Saved entries:
[Start of section]
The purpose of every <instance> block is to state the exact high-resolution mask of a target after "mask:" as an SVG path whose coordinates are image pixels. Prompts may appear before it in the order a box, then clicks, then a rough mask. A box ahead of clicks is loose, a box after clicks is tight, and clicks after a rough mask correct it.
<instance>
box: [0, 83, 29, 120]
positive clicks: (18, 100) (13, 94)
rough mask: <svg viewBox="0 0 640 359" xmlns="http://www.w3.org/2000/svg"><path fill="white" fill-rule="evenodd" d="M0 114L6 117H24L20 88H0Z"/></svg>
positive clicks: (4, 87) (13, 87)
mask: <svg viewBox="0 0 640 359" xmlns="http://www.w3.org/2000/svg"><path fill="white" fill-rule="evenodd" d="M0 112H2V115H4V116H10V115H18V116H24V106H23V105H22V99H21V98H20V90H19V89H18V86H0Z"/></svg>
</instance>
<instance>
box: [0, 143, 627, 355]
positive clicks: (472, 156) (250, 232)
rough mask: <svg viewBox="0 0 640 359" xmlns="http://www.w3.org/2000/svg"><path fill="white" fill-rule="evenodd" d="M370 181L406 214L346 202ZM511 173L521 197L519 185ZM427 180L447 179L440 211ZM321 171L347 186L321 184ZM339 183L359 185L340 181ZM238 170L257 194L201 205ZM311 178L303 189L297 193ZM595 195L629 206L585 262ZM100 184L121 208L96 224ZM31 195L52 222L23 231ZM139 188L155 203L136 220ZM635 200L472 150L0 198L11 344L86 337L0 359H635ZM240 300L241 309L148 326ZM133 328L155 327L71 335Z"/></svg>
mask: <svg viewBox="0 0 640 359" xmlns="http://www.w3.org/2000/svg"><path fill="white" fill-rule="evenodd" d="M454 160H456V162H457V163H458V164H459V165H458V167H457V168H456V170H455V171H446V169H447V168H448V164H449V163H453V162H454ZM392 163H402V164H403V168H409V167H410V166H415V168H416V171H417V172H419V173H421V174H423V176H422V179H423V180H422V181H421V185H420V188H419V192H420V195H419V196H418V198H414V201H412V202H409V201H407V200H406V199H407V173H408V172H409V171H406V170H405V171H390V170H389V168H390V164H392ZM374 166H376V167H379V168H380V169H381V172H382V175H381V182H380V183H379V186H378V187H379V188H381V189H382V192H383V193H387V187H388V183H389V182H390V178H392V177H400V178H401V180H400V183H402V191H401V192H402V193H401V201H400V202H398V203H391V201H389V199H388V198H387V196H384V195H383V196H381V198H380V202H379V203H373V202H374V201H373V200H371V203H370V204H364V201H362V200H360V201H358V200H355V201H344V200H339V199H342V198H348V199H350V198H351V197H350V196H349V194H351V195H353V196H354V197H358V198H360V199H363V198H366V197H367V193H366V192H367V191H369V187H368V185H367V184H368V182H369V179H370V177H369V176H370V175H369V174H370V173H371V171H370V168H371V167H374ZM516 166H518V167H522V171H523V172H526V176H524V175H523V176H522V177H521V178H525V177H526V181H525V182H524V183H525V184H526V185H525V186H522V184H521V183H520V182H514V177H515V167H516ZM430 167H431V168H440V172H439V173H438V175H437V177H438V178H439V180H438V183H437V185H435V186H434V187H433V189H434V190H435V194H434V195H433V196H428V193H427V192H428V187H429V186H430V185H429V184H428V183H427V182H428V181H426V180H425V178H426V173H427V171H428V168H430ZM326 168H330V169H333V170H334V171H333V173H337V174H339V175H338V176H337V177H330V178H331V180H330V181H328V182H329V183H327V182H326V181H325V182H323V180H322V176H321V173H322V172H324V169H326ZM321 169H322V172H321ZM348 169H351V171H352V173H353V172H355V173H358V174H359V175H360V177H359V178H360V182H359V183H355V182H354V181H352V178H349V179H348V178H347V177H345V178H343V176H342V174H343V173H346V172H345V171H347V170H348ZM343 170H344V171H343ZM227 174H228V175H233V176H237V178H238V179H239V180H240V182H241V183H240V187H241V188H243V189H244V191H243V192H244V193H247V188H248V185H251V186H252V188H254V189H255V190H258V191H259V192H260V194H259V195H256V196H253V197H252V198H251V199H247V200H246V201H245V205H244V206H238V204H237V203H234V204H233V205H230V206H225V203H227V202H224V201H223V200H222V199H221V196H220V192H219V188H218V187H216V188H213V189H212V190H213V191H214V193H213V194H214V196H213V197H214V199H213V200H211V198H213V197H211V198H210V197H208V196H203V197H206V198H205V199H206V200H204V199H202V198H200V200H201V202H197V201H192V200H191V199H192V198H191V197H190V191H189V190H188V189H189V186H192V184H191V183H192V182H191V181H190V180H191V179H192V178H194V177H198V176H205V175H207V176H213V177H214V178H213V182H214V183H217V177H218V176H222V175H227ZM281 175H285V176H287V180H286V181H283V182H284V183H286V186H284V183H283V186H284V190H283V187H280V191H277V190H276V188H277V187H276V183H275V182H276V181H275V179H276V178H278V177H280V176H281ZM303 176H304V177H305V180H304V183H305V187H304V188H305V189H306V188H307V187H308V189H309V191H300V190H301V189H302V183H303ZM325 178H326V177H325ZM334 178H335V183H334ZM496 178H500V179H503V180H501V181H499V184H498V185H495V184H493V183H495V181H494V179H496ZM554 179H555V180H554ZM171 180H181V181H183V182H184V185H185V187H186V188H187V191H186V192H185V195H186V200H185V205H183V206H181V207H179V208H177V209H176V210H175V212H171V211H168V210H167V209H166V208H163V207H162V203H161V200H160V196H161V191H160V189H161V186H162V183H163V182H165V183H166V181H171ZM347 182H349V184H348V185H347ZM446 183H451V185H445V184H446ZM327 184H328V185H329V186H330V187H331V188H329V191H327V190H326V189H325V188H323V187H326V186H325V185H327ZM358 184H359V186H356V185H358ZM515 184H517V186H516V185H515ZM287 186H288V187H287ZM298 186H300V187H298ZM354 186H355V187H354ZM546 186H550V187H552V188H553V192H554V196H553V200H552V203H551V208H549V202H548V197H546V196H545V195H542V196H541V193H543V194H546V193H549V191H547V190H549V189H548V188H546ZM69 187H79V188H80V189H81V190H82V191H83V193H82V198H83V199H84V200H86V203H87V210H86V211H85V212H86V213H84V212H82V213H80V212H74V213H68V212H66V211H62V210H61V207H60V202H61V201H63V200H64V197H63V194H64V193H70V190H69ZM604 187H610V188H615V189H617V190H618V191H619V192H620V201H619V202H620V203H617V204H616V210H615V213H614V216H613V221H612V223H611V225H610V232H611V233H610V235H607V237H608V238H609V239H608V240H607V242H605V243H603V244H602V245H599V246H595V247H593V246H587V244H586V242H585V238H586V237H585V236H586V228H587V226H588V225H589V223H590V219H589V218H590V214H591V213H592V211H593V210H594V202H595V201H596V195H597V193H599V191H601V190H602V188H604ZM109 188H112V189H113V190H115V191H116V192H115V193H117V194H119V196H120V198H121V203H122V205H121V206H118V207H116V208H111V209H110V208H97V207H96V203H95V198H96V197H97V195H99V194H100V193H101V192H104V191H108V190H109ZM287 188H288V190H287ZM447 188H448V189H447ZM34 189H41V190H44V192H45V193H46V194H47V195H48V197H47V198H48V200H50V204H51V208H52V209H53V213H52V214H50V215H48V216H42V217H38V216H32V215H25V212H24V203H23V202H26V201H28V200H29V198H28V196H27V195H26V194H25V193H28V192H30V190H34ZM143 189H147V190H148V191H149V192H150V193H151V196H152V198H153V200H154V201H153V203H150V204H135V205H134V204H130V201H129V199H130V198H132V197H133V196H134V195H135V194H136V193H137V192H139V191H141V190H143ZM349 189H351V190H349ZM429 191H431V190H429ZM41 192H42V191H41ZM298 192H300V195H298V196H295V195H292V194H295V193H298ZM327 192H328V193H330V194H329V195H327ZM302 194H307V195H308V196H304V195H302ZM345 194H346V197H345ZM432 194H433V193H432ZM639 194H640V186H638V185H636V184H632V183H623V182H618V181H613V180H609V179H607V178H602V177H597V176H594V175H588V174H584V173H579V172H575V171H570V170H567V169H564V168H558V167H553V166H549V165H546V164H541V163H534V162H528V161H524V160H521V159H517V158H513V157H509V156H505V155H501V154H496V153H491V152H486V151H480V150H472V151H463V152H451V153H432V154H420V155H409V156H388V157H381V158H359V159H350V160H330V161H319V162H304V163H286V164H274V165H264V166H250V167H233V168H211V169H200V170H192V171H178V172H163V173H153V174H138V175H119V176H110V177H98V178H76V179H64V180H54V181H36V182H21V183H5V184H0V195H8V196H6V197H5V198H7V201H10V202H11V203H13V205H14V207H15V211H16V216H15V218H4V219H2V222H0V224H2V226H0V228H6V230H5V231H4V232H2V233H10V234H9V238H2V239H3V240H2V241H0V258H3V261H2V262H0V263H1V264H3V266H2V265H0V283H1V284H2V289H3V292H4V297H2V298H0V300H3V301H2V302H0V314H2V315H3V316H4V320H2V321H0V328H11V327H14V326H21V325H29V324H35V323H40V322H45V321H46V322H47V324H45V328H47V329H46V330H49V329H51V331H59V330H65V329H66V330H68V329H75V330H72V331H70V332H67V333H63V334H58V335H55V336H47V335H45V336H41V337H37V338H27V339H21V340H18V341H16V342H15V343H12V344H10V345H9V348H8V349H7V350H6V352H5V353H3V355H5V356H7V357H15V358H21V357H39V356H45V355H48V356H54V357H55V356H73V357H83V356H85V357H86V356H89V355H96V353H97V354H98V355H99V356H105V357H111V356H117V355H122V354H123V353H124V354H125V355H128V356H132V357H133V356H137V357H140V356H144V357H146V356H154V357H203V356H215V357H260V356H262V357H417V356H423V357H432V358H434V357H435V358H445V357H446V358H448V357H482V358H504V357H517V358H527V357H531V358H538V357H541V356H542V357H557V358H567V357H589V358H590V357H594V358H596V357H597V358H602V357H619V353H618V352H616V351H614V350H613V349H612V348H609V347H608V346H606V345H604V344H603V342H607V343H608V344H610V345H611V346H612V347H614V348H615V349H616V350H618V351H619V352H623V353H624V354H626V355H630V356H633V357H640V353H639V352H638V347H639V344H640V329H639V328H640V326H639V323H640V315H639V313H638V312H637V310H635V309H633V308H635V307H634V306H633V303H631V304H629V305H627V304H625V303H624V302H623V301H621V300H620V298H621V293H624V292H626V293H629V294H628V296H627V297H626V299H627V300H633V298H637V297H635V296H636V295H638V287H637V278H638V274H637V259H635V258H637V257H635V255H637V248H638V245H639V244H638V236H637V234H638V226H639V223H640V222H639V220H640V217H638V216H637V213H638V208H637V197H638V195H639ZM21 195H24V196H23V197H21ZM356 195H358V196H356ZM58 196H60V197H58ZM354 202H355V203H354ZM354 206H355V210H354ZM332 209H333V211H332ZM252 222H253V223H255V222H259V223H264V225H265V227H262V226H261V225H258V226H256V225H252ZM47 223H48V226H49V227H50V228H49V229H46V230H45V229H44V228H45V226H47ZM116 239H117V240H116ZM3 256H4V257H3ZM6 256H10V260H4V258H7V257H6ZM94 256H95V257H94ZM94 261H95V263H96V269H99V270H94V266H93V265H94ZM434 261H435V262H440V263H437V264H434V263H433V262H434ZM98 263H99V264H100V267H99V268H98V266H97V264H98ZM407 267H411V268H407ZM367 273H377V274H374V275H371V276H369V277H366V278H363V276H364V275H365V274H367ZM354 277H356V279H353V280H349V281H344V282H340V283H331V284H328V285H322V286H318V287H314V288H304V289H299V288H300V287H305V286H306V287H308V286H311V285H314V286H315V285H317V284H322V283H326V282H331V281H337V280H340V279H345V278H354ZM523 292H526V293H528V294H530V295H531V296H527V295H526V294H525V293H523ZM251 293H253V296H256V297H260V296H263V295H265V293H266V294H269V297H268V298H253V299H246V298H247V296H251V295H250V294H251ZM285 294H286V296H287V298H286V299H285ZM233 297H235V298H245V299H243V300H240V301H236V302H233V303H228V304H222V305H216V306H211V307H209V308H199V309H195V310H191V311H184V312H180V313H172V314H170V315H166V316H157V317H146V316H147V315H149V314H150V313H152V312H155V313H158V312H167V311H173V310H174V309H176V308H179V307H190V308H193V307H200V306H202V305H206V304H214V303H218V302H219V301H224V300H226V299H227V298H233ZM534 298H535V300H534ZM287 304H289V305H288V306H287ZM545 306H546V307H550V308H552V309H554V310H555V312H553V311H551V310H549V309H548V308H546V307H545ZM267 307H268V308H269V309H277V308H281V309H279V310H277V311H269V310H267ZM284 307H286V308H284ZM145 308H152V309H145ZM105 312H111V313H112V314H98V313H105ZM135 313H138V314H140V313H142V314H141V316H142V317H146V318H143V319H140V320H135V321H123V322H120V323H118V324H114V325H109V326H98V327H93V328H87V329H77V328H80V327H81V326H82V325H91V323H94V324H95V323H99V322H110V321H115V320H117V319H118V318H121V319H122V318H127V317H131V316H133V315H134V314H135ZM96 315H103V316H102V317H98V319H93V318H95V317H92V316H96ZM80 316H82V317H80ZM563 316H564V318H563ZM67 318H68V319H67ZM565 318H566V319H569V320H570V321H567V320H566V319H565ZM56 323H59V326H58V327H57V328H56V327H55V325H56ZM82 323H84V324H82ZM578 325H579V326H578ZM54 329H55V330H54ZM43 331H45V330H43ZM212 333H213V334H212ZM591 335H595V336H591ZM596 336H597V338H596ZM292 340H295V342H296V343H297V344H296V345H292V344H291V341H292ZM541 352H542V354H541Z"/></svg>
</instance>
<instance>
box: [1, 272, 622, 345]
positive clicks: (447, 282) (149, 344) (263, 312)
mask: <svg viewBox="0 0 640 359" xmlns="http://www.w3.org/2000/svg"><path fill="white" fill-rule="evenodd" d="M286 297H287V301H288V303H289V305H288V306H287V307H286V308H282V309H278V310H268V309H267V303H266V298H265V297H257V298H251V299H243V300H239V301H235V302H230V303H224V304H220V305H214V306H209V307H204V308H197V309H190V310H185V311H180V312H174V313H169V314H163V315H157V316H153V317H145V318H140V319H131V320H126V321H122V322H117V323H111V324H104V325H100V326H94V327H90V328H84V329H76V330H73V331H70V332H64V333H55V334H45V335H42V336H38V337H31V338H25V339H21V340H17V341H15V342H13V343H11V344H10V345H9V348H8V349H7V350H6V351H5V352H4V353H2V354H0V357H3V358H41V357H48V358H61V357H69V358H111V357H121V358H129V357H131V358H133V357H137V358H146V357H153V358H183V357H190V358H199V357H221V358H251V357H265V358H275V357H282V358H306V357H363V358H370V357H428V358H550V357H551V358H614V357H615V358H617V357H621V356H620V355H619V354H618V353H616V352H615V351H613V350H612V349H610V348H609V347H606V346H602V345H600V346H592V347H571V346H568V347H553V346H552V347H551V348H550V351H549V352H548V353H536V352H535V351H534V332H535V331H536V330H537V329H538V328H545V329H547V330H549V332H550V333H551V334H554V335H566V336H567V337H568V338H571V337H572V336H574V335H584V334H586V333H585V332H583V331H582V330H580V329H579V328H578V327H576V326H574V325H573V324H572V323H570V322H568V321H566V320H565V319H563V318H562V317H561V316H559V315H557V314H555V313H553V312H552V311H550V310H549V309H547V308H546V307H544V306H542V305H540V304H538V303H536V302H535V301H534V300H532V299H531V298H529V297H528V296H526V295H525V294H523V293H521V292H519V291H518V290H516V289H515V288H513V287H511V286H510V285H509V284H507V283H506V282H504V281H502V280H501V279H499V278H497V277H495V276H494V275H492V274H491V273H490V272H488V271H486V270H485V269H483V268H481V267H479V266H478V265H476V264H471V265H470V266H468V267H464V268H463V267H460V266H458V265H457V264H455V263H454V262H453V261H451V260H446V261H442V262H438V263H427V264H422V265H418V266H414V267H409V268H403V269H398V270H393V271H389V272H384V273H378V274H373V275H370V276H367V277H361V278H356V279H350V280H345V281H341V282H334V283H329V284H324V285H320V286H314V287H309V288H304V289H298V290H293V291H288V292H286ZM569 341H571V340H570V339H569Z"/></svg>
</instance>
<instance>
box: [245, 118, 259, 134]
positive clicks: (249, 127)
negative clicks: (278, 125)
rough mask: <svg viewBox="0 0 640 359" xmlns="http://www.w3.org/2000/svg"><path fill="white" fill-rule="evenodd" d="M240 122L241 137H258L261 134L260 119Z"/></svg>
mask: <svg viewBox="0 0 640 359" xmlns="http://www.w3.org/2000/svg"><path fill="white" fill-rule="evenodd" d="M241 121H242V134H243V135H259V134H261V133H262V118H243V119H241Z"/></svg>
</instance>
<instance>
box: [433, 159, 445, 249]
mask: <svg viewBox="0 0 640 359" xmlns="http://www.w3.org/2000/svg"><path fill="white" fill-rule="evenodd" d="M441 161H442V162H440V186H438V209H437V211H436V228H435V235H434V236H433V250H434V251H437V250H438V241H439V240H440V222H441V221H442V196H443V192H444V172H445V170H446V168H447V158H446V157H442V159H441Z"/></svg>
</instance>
[End of section]
### EXERCISE AIM
Each line from the one with "122L241 137H258L261 134L260" through the end of the entries above must be set down exactly, both end lines included, and no other line may appear.

### EXPECTED ANSWER
rough mask: <svg viewBox="0 0 640 359" xmlns="http://www.w3.org/2000/svg"><path fill="white" fill-rule="evenodd" d="M240 122L241 137H258L261 134L260 119Z"/></svg>
mask: <svg viewBox="0 0 640 359" xmlns="http://www.w3.org/2000/svg"><path fill="white" fill-rule="evenodd" d="M241 121H242V134H243V135H259V134H261V133H262V118H243V119H241Z"/></svg>
</instance>
<instance>
box: [433, 159, 445, 249]
mask: <svg viewBox="0 0 640 359" xmlns="http://www.w3.org/2000/svg"><path fill="white" fill-rule="evenodd" d="M441 161H442V162H440V186H438V209H437V211H436V228H435V235H434V236H433V250H434V251H437V250H438V241H439V240H440V222H441V221H442V196H443V192H444V172H445V170H446V168H447V158H446V157H442V159H441Z"/></svg>
</instance>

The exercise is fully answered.